-- TEXT --

┌──

- Investors fret over suspension of M&S online sales ahead of annual results
- But analysts continue to rate the retailer highly after years of bumper gains
Marks & Spencer shares have endured double-digit losses since the retailer revealed it was the target of a cyber-attack that has hobbled trade in recent weeks.
Before the attack was revealed on 22 April, the high street stalwart had seen shares rocket more than 300 per cent from a September 2022 low.
M&S’s stock market value was then driven sharply into reverse, as it had to suspend sales on its website and apps as part of efforts to manage the impact of the attack.
The group’s online presence is a key driver of its crucial clothing and homeware business, and investors are concerned about the ramifications for sales as the fallout extends into its third week.
M&S shares are down 11.2 per cent to 363.8p since 22 April.
However, the stock is highly rated among analysts and April’s slump could provide a buying opportunity.

Troubling time: M&S has seen shares fall since revealing the cyber attack last month
How is M&S faring?
M&S shares had taken a tumble in March, as UK retailers sold off after Asda’s warning of weaker earnings this year sparked investor fears of a destructive supermarket price war.

└──

-- WHAT YOU NEED TO DO --
Check each statement against the article on M&S shares, answering yes or no and quoting the words from the article that decide it. 1. M&S shares rose in March. 2. Before 22 April, M&S shares had climbed more than 300 per cent from a September 2022 low. 3. M&S kept selling through its website and apps while it dealt with the attack. The rows have nothing to do with this text.

-- SOURCE MATERIAL --
┌──

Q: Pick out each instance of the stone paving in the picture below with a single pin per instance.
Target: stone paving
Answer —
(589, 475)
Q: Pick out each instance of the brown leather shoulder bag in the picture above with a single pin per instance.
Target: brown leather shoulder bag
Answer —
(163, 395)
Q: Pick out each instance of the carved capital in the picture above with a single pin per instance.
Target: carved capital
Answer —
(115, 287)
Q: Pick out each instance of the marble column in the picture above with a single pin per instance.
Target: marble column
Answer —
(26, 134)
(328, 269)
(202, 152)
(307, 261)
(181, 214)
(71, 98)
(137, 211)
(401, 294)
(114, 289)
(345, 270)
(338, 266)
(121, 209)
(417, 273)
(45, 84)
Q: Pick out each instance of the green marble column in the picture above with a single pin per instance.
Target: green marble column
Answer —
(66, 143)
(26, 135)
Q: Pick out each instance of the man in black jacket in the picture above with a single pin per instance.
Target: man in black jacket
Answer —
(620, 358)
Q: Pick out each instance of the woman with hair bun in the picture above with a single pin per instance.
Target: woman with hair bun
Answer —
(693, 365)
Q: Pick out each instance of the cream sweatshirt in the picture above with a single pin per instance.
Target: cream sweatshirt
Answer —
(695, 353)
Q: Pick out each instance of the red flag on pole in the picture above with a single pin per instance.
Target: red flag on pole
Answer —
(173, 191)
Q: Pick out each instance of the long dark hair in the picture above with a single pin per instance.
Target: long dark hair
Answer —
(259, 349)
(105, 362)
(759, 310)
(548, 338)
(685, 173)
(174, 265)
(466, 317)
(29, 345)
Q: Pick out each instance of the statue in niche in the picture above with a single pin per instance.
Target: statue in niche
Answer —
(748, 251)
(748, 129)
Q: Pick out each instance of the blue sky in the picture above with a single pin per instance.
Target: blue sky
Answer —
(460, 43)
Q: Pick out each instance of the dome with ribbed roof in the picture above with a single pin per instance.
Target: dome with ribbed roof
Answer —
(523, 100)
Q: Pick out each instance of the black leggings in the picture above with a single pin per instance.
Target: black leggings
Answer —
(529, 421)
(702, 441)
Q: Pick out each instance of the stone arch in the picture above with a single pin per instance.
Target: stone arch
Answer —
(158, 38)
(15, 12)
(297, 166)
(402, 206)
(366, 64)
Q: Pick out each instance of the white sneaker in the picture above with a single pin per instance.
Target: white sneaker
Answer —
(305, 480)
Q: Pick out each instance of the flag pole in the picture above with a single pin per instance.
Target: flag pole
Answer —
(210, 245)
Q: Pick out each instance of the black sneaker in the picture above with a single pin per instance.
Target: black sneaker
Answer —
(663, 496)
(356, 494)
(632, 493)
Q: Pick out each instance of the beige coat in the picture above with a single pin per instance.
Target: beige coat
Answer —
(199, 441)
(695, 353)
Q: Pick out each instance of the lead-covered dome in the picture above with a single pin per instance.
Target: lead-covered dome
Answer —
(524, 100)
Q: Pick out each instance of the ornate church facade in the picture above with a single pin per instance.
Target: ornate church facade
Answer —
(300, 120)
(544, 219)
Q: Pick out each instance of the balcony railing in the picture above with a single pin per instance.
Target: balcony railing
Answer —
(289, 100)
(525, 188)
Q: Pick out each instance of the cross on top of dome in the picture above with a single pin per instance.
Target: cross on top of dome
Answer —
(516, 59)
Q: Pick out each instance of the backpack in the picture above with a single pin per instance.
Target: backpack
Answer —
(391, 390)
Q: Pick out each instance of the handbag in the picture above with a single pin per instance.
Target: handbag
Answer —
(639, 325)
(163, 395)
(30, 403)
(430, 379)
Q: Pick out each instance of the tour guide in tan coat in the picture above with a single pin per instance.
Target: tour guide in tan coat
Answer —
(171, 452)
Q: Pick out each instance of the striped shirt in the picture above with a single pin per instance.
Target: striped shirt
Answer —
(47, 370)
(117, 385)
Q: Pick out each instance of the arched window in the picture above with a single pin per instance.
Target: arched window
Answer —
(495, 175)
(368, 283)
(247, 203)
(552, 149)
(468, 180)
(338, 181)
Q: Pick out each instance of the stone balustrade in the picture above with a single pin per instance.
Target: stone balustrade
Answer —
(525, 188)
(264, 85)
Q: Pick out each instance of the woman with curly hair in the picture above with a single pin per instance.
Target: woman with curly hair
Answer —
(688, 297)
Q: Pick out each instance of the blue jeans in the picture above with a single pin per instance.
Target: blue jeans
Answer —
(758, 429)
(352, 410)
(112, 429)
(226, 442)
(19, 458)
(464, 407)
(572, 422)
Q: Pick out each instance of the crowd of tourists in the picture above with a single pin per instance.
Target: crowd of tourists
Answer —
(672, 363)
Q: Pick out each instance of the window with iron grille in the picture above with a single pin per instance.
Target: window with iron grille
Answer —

└──

-- EXERCISE RESPONSE --
1. No: "M&S shares had taken a tumble in March"
2. Yes: "Before the attack was revealed on 22 April, the high street stalwart had seen shares rocket more than 300 per cent from a September 2022 low."
3. No: "it had to suspend sales on its website and apps as part of efforts to manage the impact of the attack"